Records for the exercise START

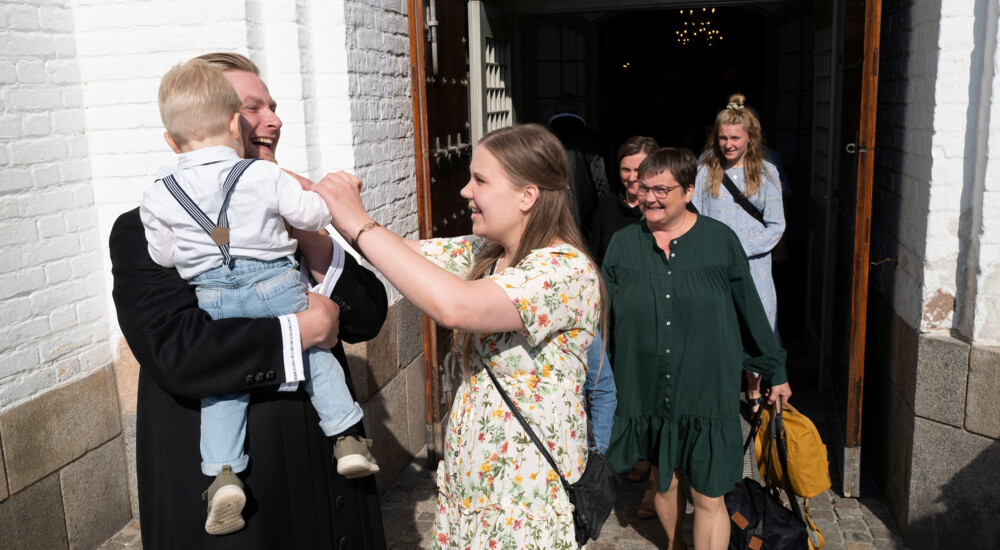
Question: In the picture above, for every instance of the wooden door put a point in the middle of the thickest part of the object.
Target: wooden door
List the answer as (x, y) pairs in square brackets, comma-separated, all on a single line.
[(442, 138), (856, 146)]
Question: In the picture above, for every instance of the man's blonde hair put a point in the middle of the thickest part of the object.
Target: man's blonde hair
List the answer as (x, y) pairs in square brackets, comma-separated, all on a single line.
[(197, 101), (230, 61)]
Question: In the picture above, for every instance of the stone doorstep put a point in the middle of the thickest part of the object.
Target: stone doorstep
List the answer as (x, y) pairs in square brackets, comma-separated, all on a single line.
[(56, 428)]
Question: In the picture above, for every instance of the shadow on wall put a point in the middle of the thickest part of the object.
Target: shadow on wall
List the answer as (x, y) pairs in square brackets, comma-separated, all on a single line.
[(977, 126), (908, 67), (904, 136), (969, 508)]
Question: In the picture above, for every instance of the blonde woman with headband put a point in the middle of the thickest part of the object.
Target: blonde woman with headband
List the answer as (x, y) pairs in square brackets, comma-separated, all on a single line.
[(734, 151), (525, 299)]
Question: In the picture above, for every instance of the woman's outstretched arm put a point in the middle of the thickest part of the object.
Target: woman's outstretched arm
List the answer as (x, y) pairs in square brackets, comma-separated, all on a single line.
[(476, 306)]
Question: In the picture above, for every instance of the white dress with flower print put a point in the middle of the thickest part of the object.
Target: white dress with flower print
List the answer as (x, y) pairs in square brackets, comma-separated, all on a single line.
[(495, 490)]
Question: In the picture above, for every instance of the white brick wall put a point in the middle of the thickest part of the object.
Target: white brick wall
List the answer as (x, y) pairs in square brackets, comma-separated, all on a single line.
[(382, 112), (930, 197), (987, 323), (80, 140), (52, 294)]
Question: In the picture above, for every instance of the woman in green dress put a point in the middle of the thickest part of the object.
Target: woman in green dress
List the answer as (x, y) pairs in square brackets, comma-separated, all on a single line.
[(685, 319)]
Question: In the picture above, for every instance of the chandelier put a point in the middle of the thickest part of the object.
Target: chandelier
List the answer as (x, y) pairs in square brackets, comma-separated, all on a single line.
[(697, 28)]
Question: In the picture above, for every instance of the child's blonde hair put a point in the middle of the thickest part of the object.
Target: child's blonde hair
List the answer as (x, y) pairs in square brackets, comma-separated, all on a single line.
[(197, 101)]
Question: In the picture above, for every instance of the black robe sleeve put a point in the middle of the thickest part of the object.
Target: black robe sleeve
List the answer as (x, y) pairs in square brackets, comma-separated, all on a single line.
[(295, 498)]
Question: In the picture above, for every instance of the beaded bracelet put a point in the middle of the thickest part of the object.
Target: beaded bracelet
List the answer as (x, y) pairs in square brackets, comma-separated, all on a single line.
[(366, 227)]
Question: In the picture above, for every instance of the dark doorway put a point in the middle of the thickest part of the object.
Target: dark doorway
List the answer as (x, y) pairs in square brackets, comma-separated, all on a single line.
[(656, 78)]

Records for the exercise END

Exercise requirements ▸ Please state the number of lines in the data above that hold the word "white", without any other text.

Answer to this task ▸ 4